Exercise brief - Where a line contains "[locate] green grass (one point per instance)", begin there and restate word for word every line to the end of the entries below, pictures excluded.

Supplied material -
*** Begin section ***
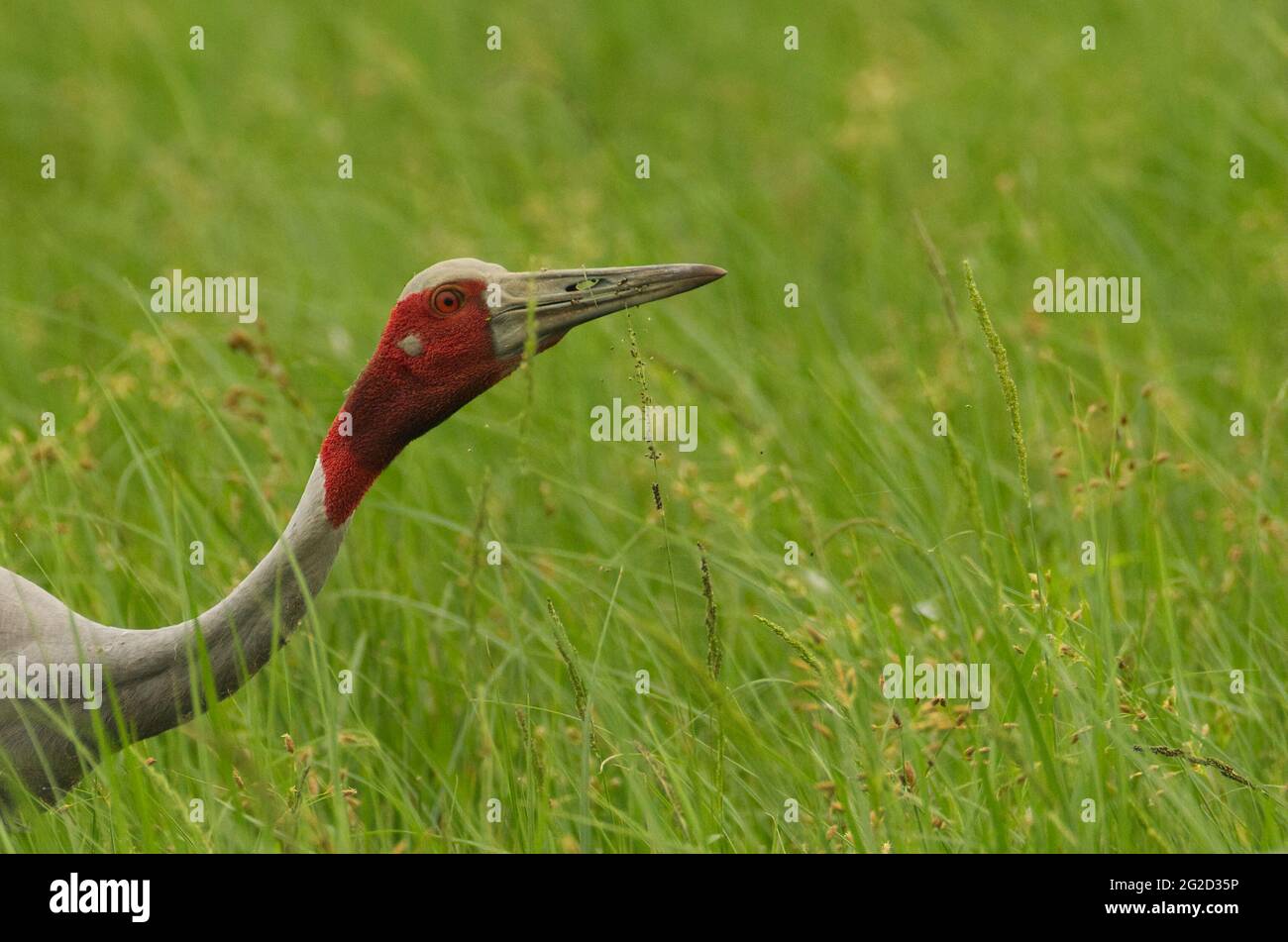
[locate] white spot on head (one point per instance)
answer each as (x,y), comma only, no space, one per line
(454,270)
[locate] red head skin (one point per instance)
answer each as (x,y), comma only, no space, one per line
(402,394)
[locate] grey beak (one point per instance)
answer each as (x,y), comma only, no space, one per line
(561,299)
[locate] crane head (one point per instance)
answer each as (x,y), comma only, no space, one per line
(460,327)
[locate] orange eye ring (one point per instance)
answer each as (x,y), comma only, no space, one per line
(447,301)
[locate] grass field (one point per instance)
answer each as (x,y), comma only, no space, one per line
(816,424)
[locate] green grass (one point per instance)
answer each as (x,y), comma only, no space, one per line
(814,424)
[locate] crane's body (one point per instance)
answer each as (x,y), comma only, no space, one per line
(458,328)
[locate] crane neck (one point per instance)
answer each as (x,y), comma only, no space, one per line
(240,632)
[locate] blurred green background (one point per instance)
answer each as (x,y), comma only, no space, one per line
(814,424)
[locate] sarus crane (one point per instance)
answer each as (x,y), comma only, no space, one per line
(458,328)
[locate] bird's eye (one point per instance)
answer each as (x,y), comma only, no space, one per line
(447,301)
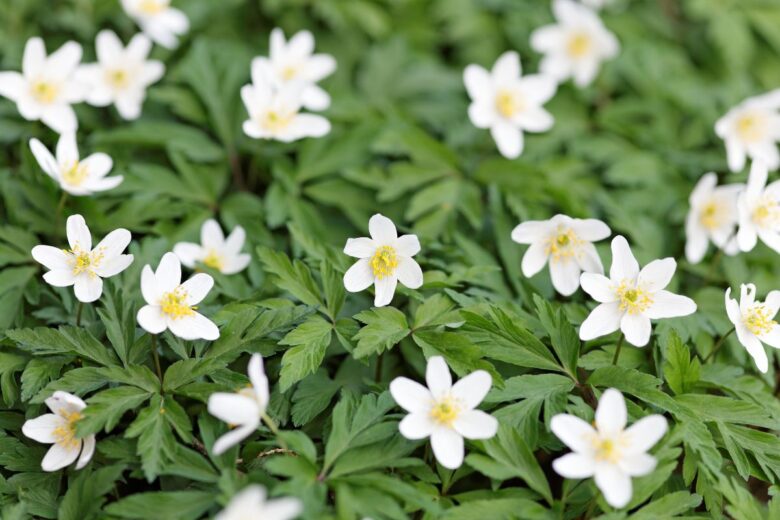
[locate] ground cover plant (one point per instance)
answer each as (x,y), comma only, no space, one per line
*** End section ***
Your response -
[locate] green grass (one point per instance)
answer each as (x,y), comma only, no space, one per line
(814,424)
[locate] crane's body (one point per instance)
answer each as (x,y), comma only, no space, one per line
(458,328)
[locate] crane neck (one point per instance)
answer each as (x,y), comma only, no space, one per line
(240,632)
[locate] blurred green background (one point per instance)
answer each as (x,y), comma only, no space, one per line
(814,424)
[locate] sarus crane (one point per instance)
answer each as (x,y), comma only, no space, one per line
(458,328)
[locate] bird's eye (one point per instance)
answer each as (x,y), comma only, no space, one per line
(447,301)
[locate] ground cover plant (one point per instance)
answer each as (x,y), comma only, no space, one per line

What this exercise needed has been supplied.